::: ROWS

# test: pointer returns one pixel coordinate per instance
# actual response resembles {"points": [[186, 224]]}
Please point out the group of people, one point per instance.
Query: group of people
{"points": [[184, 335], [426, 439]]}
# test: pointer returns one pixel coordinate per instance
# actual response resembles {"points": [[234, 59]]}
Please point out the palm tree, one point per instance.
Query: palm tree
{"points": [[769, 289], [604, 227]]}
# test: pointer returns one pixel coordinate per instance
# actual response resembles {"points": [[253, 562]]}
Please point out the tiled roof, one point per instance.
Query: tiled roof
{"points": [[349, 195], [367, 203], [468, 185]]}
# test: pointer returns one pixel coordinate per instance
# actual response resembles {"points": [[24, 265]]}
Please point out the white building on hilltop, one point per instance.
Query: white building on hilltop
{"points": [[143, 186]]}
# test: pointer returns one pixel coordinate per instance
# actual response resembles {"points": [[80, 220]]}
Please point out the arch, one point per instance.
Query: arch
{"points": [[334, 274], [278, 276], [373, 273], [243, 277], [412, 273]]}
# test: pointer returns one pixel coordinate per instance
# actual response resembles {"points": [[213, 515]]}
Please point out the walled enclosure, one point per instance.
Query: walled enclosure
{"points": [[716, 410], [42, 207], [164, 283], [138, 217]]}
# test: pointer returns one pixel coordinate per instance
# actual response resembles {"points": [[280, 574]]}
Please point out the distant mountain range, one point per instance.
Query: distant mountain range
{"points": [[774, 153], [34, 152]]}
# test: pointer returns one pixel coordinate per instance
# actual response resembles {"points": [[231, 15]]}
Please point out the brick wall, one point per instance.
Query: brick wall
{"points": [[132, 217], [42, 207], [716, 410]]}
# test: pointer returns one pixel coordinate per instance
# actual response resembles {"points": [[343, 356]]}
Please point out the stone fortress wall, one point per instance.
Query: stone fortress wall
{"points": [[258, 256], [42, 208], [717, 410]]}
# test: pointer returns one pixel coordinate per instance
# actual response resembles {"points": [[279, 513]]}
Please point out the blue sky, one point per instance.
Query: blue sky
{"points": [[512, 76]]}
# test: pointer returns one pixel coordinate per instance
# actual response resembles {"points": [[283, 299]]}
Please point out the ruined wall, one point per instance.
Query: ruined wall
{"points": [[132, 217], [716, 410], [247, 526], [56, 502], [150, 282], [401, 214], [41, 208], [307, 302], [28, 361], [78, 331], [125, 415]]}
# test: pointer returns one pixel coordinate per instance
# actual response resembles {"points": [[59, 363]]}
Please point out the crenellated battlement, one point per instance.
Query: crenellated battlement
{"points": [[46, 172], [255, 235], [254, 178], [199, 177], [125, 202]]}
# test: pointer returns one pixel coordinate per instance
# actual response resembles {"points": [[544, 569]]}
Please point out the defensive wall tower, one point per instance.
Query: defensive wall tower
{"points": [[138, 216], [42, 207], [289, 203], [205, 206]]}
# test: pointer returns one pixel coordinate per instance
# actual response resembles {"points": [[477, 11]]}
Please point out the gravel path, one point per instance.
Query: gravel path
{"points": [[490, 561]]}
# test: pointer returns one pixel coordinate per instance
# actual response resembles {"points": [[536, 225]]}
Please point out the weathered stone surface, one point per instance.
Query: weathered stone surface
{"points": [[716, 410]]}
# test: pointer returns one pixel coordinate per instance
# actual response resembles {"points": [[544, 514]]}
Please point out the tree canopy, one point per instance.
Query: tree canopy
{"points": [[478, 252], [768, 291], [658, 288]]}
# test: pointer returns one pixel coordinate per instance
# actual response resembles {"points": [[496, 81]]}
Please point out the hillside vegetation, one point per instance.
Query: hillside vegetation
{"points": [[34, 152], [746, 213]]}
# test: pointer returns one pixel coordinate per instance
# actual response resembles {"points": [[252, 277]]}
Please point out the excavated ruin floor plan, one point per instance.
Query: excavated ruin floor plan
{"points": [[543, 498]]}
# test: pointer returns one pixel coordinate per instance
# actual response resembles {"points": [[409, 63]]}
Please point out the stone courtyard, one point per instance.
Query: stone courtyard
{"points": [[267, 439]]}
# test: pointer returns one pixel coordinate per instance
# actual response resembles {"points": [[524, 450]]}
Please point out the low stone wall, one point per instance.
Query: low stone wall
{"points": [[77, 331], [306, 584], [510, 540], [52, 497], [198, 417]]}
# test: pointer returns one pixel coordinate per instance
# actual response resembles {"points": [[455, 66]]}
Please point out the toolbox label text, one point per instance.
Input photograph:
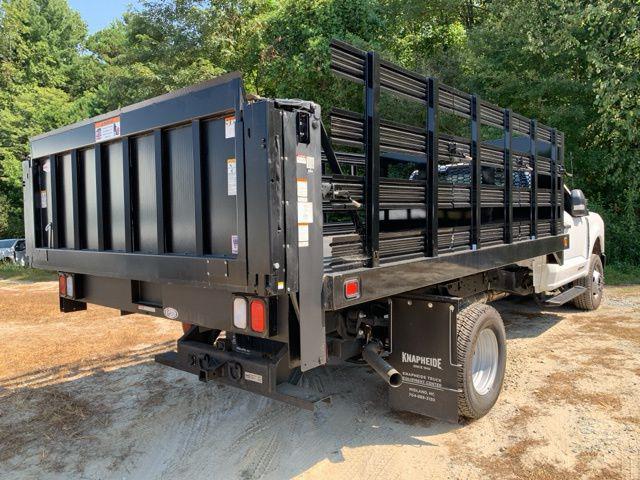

::::::

Count how many lines of the records above contain the string "gravel". Case counts, and the answer is the number alone.

- **EXPECTED OUTPUT**
2